• _Your instructions_
Return the lines below exactly, from the first line to the line that contains "phrase -- wooden desk". Leave out pictures.

(Saved entries)
************

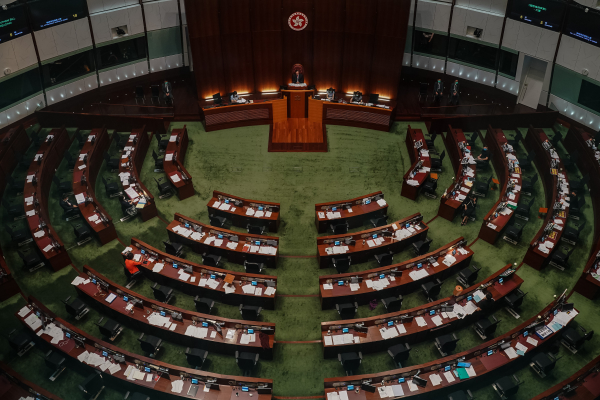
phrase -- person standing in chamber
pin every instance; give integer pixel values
(297, 77)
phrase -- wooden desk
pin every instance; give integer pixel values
(356, 212)
(37, 187)
(236, 209)
(14, 387)
(138, 320)
(85, 173)
(237, 255)
(482, 364)
(456, 143)
(169, 276)
(173, 163)
(582, 385)
(402, 282)
(360, 251)
(163, 373)
(132, 159)
(492, 225)
(533, 142)
(368, 330)
(419, 161)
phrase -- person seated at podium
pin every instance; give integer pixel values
(297, 77)
(357, 97)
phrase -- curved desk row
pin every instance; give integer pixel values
(363, 245)
(506, 164)
(582, 385)
(73, 342)
(579, 145)
(173, 163)
(237, 247)
(396, 279)
(401, 327)
(418, 172)
(218, 284)
(132, 159)
(459, 152)
(355, 212)
(36, 192)
(243, 211)
(546, 241)
(485, 359)
(184, 327)
(14, 387)
(85, 173)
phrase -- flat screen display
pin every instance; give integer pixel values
(47, 13)
(13, 23)
(543, 13)
(583, 25)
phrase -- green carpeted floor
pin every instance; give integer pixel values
(236, 161)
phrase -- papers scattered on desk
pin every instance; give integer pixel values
(418, 274)
(177, 386)
(79, 280)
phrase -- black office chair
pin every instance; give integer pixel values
(399, 353)
(56, 361)
(112, 163)
(514, 299)
(20, 341)
(523, 209)
(436, 162)
(217, 221)
(379, 221)
(571, 235)
(150, 344)
(109, 328)
(164, 188)
(140, 95)
(421, 247)
(543, 363)
(155, 93)
(246, 361)
(19, 235)
(574, 338)
(506, 386)
(513, 233)
(76, 307)
(112, 188)
(486, 328)
(446, 344)
(195, 357)
(158, 162)
(560, 258)
(341, 263)
(250, 313)
(211, 260)
(339, 227)
(481, 187)
(31, 260)
(527, 184)
(468, 276)
(392, 304)
(64, 187)
(255, 229)
(385, 259)
(347, 310)
(203, 304)
(252, 267)
(432, 289)
(162, 293)
(175, 249)
(350, 361)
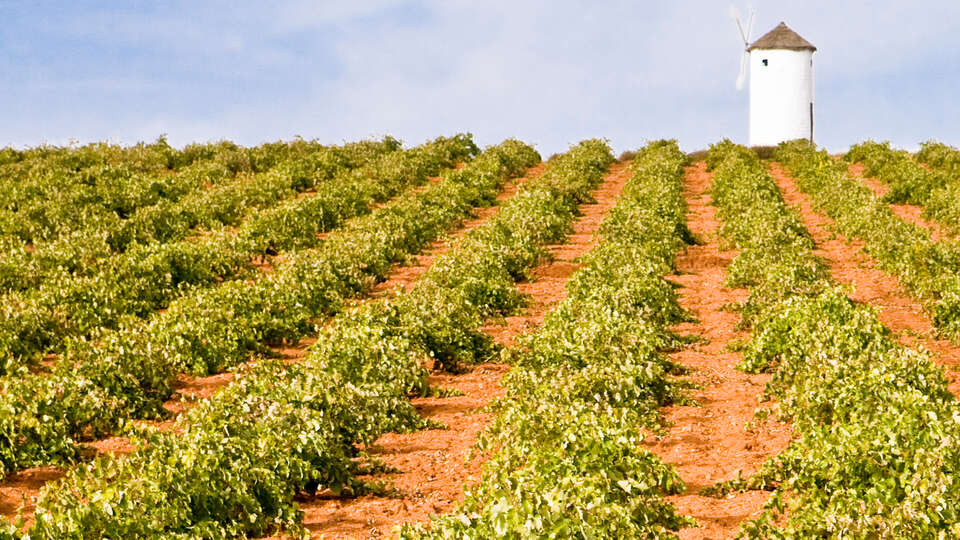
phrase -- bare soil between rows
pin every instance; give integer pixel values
(711, 443)
(910, 213)
(851, 266)
(18, 491)
(434, 465)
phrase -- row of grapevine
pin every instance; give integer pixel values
(936, 191)
(237, 460)
(81, 251)
(929, 270)
(873, 456)
(147, 278)
(587, 387)
(48, 192)
(95, 386)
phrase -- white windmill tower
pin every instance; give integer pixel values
(781, 85)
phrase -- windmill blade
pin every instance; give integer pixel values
(743, 70)
(735, 15)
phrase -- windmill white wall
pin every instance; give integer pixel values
(781, 96)
(781, 87)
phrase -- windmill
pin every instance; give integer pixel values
(745, 36)
(781, 83)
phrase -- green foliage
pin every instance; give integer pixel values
(927, 269)
(568, 460)
(936, 189)
(874, 455)
(148, 277)
(236, 462)
(100, 383)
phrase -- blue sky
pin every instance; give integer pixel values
(549, 72)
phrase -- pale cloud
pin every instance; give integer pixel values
(550, 72)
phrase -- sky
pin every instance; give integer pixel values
(549, 72)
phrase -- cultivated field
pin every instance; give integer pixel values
(443, 341)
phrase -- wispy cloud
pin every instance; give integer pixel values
(551, 72)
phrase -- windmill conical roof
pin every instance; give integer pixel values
(782, 37)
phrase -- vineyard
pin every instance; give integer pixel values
(446, 341)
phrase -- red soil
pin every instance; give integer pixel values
(908, 212)
(711, 443)
(22, 489)
(432, 462)
(849, 265)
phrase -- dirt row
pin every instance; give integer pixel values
(711, 443)
(18, 491)
(432, 463)
(910, 213)
(849, 265)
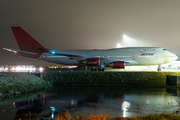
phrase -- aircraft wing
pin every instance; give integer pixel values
(80, 57)
(15, 51)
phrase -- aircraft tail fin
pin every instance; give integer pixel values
(27, 43)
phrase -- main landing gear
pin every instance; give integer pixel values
(159, 68)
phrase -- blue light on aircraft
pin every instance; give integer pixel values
(53, 52)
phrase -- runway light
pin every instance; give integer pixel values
(119, 45)
(53, 52)
(124, 36)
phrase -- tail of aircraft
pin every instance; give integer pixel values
(27, 43)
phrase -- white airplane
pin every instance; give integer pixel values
(115, 58)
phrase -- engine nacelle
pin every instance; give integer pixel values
(91, 62)
(118, 64)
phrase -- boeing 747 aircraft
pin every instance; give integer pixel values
(115, 58)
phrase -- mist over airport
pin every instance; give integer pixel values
(90, 24)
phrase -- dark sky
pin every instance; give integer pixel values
(89, 24)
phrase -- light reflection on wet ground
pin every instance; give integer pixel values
(83, 101)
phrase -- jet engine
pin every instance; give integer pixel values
(91, 62)
(117, 64)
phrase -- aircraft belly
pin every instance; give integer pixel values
(61, 60)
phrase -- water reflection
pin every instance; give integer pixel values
(83, 101)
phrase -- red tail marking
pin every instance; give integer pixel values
(26, 42)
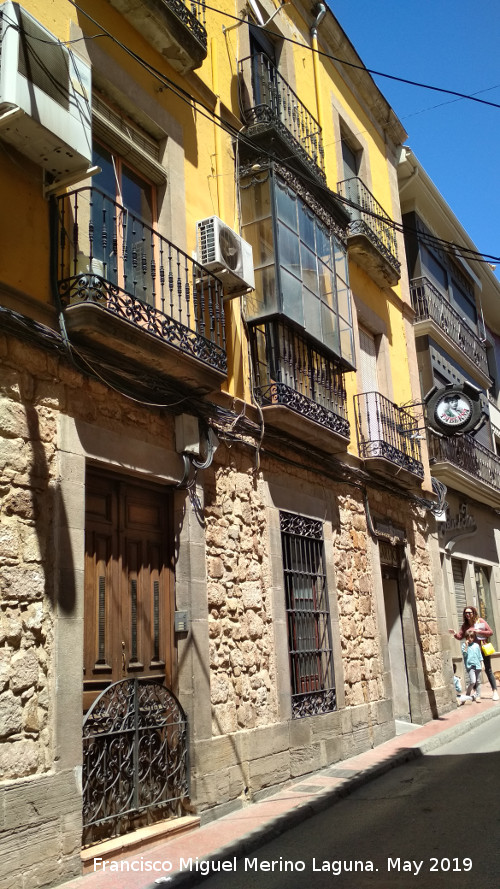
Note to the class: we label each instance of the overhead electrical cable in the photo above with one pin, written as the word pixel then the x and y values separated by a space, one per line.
pixel 208 113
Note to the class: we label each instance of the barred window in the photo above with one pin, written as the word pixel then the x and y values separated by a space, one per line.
pixel 308 616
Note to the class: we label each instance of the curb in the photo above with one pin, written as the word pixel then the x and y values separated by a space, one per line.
pixel 275 827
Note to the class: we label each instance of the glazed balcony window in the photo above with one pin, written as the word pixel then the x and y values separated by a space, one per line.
pixel 300 264
pixel 129 291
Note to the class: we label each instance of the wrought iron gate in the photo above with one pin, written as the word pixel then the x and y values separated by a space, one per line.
pixel 135 757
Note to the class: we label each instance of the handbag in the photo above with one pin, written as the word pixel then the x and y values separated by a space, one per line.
pixel 487 648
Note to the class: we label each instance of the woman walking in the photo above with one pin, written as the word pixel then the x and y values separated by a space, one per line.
pixel 472 621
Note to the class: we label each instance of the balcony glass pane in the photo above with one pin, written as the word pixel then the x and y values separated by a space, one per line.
pixel 344 303
pixel 306 227
pixel 291 289
pixel 310 261
pixel 255 200
pixel 309 269
pixel 137 194
pixel 330 329
pixel 260 236
pixel 312 315
pixel 340 260
pixel 263 300
pixel 346 345
pixel 289 250
pixel 323 245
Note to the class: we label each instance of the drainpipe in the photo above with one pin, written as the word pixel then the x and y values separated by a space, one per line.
pixel 217 132
pixel 320 14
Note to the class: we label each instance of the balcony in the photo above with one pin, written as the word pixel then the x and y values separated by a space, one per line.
pixel 435 317
pixel 371 235
pixel 273 110
pixel 175 29
pixel 464 464
pixel 129 292
pixel 300 389
pixel 388 437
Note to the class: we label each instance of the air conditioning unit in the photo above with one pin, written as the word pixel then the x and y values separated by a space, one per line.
pixel 227 255
pixel 45 95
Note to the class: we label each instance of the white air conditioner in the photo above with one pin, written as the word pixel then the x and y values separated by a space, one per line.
pixel 45 95
pixel 226 254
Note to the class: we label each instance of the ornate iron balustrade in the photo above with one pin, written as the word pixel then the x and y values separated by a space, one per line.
pixel 386 430
pixel 110 257
pixel 289 371
pixel 269 100
pixel 370 219
pixel 430 304
pixel 134 756
pixel 467 454
pixel 192 16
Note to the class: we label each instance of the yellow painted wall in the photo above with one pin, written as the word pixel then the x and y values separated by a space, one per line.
pixel 209 174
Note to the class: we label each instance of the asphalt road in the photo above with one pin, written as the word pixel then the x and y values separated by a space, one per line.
pixel 431 824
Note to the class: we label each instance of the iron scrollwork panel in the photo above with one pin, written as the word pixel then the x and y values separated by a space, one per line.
pixel 134 755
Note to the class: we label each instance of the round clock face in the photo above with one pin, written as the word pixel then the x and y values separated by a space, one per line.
pixel 453 410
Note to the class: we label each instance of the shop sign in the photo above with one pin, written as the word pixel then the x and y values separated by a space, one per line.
pixel 454 409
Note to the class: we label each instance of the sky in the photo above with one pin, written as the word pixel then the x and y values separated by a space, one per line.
pixel 450 44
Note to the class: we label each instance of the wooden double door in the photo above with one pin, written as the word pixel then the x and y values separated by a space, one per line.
pixel 129 589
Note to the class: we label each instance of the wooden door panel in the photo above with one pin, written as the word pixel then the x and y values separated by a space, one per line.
pixel 128 584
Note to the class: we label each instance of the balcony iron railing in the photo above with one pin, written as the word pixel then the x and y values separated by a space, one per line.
pixel 467 454
pixel 270 101
pixel 386 430
pixel 110 257
pixel 192 16
pixel 370 219
pixel 290 372
pixel 429 303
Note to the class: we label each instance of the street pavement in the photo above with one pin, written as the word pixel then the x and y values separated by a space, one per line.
pixel 419 824
pixel 181 861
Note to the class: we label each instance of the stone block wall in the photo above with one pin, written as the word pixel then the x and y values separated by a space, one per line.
pixel 242 662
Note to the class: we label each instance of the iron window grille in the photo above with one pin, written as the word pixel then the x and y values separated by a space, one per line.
pixel 308 616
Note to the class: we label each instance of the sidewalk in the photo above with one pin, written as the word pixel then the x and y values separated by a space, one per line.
pixel 248 828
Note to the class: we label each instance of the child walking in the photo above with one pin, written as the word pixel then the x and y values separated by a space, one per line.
pixel 461 698
pixel 471 651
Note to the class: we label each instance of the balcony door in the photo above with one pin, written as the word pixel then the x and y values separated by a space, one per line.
pixel 264 72
pixel 128 618
pixel 371 424
pixel 122 214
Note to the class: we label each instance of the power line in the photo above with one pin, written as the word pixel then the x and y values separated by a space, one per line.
pixel 470 96
pixel 209 114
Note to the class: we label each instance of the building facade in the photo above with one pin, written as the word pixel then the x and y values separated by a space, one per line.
pixel 455 295
pixel 217 542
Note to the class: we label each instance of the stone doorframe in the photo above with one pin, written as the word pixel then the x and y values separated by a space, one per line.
pixel 81 443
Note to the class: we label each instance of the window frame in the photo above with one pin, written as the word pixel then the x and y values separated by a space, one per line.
pixel 329 321
pixel 309 634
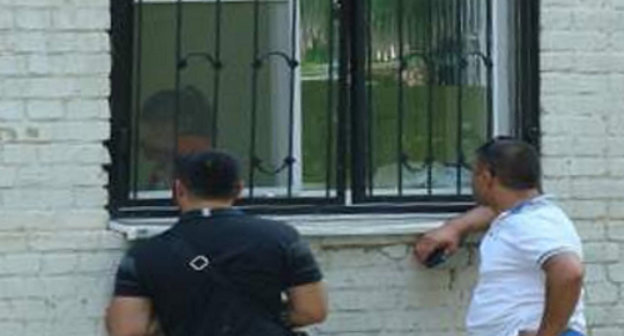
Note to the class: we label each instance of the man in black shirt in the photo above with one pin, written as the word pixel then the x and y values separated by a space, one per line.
pixel 258 259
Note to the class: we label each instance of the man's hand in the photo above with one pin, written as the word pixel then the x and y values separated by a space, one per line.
pixel 446 237
pixel 307 304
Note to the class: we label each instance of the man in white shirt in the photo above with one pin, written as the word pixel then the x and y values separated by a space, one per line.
pixel 531 271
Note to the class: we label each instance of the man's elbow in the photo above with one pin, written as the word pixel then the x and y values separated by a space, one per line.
pixel 310 315
pixel 566 269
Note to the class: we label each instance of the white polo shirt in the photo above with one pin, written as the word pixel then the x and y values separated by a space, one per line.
pixel 510 294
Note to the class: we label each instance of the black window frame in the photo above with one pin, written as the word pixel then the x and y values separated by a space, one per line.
pixel 351 106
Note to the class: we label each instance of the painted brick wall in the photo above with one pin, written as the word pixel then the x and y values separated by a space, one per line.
pixel 583 124
pixel 56 257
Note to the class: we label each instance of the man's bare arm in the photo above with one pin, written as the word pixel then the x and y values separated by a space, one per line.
pixel 130 316
pixel 307 304
pixel 564 282
pixel 449 235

************

• _Output for this exercise_
phrase -- person standing in chamber
pin every instance; give integer pixel values
(297, 77)
phrase -- wooden desk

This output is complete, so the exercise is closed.